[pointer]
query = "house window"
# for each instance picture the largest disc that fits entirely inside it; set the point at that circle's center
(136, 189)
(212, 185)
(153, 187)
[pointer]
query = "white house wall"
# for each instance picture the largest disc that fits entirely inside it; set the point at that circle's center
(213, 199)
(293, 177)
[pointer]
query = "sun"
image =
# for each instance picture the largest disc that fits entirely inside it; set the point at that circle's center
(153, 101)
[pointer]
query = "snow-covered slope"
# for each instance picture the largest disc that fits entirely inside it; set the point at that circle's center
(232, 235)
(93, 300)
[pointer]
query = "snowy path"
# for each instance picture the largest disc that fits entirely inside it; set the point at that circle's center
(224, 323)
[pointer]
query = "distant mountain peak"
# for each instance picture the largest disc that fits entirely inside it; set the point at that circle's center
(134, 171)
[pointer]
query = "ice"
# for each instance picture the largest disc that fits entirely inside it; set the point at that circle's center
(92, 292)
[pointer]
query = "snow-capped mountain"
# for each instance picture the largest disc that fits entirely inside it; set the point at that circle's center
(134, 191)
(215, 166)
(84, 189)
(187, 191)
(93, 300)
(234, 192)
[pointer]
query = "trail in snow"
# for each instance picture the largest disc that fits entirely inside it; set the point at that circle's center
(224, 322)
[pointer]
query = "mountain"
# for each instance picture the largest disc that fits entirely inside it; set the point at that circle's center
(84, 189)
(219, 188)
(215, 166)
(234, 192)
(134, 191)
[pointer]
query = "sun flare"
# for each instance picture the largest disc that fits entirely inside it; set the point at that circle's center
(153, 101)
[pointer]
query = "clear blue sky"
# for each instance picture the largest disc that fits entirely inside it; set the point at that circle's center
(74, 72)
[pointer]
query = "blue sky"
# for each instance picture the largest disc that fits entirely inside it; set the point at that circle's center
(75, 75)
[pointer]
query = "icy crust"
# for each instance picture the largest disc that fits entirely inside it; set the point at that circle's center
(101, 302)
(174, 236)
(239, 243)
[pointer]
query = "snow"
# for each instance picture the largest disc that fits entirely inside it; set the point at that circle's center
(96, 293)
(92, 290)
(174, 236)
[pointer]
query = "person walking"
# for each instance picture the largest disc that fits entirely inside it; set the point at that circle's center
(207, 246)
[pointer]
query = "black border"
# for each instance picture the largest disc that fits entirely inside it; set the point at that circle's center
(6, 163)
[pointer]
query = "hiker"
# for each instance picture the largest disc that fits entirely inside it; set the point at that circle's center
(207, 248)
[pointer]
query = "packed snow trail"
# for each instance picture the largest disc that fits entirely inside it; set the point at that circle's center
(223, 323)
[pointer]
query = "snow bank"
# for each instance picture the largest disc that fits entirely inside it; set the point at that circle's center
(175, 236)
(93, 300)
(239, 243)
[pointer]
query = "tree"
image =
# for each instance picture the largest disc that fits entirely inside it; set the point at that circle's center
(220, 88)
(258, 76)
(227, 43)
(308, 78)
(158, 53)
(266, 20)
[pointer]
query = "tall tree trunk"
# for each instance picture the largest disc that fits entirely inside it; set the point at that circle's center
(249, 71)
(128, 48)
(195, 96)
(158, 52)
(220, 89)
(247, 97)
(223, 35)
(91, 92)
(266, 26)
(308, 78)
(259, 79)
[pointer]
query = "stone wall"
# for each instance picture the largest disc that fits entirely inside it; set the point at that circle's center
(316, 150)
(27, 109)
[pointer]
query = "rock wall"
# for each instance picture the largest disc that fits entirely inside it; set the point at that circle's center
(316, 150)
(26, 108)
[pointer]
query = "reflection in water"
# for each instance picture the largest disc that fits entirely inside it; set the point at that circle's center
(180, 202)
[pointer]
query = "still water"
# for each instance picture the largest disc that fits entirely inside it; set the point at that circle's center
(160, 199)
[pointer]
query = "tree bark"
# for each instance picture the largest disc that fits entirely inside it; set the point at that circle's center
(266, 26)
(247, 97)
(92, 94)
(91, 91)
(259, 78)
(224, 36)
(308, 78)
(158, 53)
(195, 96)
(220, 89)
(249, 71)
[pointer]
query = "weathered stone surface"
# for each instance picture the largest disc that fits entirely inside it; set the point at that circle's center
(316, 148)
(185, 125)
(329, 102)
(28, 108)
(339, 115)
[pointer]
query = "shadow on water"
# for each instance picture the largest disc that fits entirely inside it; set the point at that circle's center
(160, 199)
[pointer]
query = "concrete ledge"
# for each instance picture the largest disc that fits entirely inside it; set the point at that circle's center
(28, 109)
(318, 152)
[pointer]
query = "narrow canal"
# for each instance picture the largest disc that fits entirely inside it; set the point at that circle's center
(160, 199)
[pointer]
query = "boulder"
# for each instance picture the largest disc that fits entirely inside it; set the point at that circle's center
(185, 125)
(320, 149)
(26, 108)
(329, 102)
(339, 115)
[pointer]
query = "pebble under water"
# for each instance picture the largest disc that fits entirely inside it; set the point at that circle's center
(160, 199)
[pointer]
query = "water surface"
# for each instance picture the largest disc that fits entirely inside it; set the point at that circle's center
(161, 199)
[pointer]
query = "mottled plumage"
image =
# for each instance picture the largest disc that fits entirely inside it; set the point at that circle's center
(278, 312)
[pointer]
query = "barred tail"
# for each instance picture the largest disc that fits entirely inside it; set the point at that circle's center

_What to do_
Copy the listing exactly.

_Worked solution_
[pointer]
query = "house window"
# for each instance picture the largest disc that fits entirely inside it; set the point at that circle's center
(136, 189)
(212, 185)
(153, 187)
[pointer]
query = "white house wall"
# for each instance picture the largest disc that fits entirely inside it; set the point at that circle's center
(213, 199)
(293, 177)
[pointer]
query = "sun"
image =
# for each instance picture the largest disc that fits entirely inside it; set the point at that circle's center
(153, 101)
[pointer]
query = "snow-covered slope"
# for each instance picture the largest disc that fits entirely inside it; set the point at that circle's center
(232, 235)
(93, 300)
[pointer]
query = "snowy path"
# for each instance picture the largest disc that fits entirely inside it; set the point at that circle's center
(224, 323)
[pointer]
query = "distant mountain peak"
# for each instance picture the largest disc that fits entirely inside it; set the point at that circle's center
(134, 171)
[pointer]
query = "ice"
# for each instance picture the largest disc that fits entirely inside it; set the point at that circle's center
(92, 292)
[pointer]
query = "snow-capped mountain"
# for each instance picture the largest disc that fits entirely inside it; set the point at that circle's center
(134, 191)
(215, 166)
(84, 189)
(187, 191)
(93, 300)
(234, 192)
[pointer]
query = "trail in snow"
# for each instance picture the largest disc that fits entirely inside it; set the point at that circle's center
(224, 322)
[pointer]
query = "mountain"
# for each instance picture the largest disc that fits entirely inside it; set the point at that circle's center
(84, 189)
(219, 188)
(215, 166)
(234, 192)
(134, 191)
[pointer]
query = "sun flare"
# for each instance picture the largest disc that fits entirely inside it; set the point at that circle's center
(153, 101)
[pointer]
query = "clear blue sky"
# for each instance picture the largest disc that fits entirely inside it; set the point at that circle's center
(74, 72)
[pointer]
query = "blue sky"
# for each instance picture the largest disc that fits entirely inside it; set the point at that circle's center
(75, 75)
[pointer]
query = "icy crust"
# for each instance picture the largest disc that fits entirely inside it; set the point at that circle's center
(101, 302)
(174, 236)
(239, 243)
[pointer]
query = "snow"
# for each instance picture the largest disc that fits entirely inside it; set the point at that circle's center
(96, 293)
(92, 290)
(174, 236)
[pointer]
query = "person walking"
# for each instance picture the largest disc that fits entirely inside it; set the point at that circle's center
(207, 246)
[pointer]
query = "black border"
# for each instance picture the largest disc that fits entirely inside it; set the point at that circle's center
(6, 163)
[pointer]
query = "hiker"
# for each instance picture the largest disc that fits entirely inside it; set the point at that circle's center
(207, 248)
[pointer]
query = "packed snow trail"
# for each instance picture the largest disc that fits entirely inside it; set the point at that circle's center
(223, 323)
[pointer]
query = "snow bank"
# for each instance picture the largest disc that fits entirely inside it; set the point at that circle's center
(175, 236)
(93, 300)
(239, 243)
[pointer]
query = "tree"
image =
# for each instance picture the largest disc that fits entirely inside it; set the point at that circle's center
(220, 88)
(258, 76)
(227, 43)
(308, 78)
(158, 53)
(266, 20)
[pointer]
query = "tall tree trunk"
# for each instance picture the largest disc that fits entirely inside it; set the point at that circle's center
(249, 71)
(128, 48)
(195, 96)
(158, 52)
(220, 89)
(247, 97)
(223, 35)
(91, 92)
(266, 26)
(308, 78)
(259, 79)
[pointer]
query = "stone wall"
# for each instance picture the largest disc that fits entirely inside it; set the point at that circle's center
(316, 150)
(27, 109)
[pointer]
query = "rock wall"
# for each instance picture the largest disc that fits entirely inside it; set the point at that circle's center
(316, 150)
(26, 108)
[pointer]
query = "reflection in water"
# for each instance picture the largest disc that fits entirely inside it; set the point at that circle's center
(180, 202)
[pointer]
query = "still water"
# for each instance picture the largest disc that fits entirely inside it; set the point at that circle's center
(160, 199)
[pointer]
query = "tree bark"
# for each instance picture the largest disc that fits entirely inside it; set the point at that circle's center
(266, 26)
(247, 97)
(92, 94)
(91, 91)
(259, 78)
(224, 36)
(308, 78)
(158, 53)
(195, 96)
(220, 89)
(249, 71)
[pointer]
query = "weathered stone surface"
# for each instance picture the largest disc that fits entirely inside it; set the point at that circle's center
(316, 148)
(185, 125)
(329, 102)
(28, 108)
(339, 115)
[pointer]
query = "shadow on water"
# for each instance picture the largest disc that fits entirely inside it; set the point at that circle's center
(160, 199)
[pointer]
query = "concrete ledge"
# for each instance picture the largest disc that fits entirely inside it; set the point at that circle's center
(28, 109)
(318, 152)
[pointer]
query = "narrow canal"
# for each instance picture the largest disc that fits entirely inside it; set the point at that circle's center
(160, 199)
[pointer]
query = "boulder"
# for each instance picture the largest disc that fits entirely inside it; set the point at that circle's center
(185, 125)
(320, 149)
(26, 108)
(329, 102)
(339, 115)
[pointer]
query = "pebble under water"
# for each instance picture the largest disc that fits entirely inside it; set the point at that circle's center
(160, 199)
[pointer]
query = "water surface"
# for each instance picture the largest disc that fits entirely inside it; set the point at that circle's center
(161, 199)
[pointer]
query = "mottled plumage"
image =
# for each instance picture the largest disc that fits entirely inside it; set the point at that circle's center
(278, 312)
[pointer]
query = "barred tail"
# for each instance picture the largest disc that fits entirely inside it; set the point at that circle's center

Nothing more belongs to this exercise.